__Directions__: Copy the records again, from the line with "tire, shaped like this sample" to the line with "Query: white barrier sign", both included, requests too. Scale every point coordinate in the answers by 1.1 and round to whole numbers with halves going up, leaving the numbers in the requests and their format samples as they are.

__Supplied information__:

====================

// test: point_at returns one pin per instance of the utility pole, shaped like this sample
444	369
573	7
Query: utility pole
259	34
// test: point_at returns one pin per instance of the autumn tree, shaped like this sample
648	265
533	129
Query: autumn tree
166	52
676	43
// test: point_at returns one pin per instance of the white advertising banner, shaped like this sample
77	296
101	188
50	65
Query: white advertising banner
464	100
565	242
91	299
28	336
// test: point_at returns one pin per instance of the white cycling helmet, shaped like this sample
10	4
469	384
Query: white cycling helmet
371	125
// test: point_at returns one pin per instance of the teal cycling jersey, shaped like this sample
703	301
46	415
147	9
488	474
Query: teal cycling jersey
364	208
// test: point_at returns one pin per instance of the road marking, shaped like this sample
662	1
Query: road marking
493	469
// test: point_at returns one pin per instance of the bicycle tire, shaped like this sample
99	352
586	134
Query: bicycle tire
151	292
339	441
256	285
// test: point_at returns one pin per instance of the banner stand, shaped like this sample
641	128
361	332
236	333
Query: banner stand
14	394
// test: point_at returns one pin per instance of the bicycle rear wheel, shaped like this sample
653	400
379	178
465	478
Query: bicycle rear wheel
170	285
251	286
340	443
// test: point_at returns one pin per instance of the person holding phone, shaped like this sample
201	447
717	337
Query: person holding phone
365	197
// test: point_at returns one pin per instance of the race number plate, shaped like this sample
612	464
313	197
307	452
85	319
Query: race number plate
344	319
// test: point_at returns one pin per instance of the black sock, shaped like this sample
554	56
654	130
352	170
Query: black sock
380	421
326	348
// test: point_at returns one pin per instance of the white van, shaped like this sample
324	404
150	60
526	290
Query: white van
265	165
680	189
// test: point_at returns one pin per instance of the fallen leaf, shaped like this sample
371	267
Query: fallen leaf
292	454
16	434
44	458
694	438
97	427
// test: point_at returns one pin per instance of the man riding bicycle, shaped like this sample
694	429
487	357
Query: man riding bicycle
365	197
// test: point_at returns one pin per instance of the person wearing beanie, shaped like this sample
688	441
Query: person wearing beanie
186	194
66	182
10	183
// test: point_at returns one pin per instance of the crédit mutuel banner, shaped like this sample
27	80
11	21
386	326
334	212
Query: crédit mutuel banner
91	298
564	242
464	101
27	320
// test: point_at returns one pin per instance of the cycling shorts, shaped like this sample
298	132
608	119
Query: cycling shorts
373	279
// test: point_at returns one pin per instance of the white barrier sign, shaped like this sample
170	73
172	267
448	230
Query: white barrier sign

====================

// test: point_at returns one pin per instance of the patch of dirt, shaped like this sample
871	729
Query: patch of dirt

====================

__Task solution__:
// test: point_at returns one pin per instance of the bicycle tire, shaped like this sample
99	352
586	134
Query: bicycle tire
166	321
373	485
282	314
// test: point_at returns one pin per instance of the banner stand, shaped like this sample
641	128
361	332
236	333
Query: banner stand
15	433
// test: point_at returns one pin per instance of the bicycle rear wheel, shaped like this sample
653	400
379	178
465	478
Query: bicycle rear wheel
187	314
276	315
374	487
// test: point_at returns one pin per instance of the person holding phone, shaped like this sample
201	447
717	337
Query: person holding phone
402	217
// test: point_at returns one pin per instance of the race number plate, shaped like this sample
612	464
313	197
307	452
85	319
Query: race number plate
378	351
// test: point_at returns one pin per instance of the black sock, shaped like this sample
554	56
654	130
352	170
Query: black sock
418	463
359	383
// test: point_at returns one pin per instance of the white van, shaped like this sample
324	404
150	60
526	290
Query: white van
292	182
748	208
// test: point_at returns one pin per instance of the fallen leaf, shaped like this sample
371	267
Query: fallen leaf
321	499
18	477
48	504
763	482
107	470
// test: point_at returns one pin per instance of the man riding bicycle, shaped like this sample
694	429
487	357
Query: man riding bicycle
402	217
// test: point_at returns one pin per instance of the person wearing beanie, shaped like this sample
688	441
Query: person wearing beanie
205	213
73	200
11	201
// test: point_at returns one pin per instance of the crédit mutuel banner, shaped like this sample
27	80
11	21
386	326
334	212
Query: crédit mutuel banner
100	328
620	266
510	111
30	352
// test: point_at returns one pin per instance of the cycling shorts, shaped like this sample
298	132
608	119
Query: cycling shorts
410	307
// test: point_at returns one pin per instance of the white barrier sign, shaped like this sample
170	73
172	267
448	230
Query: white barrier sign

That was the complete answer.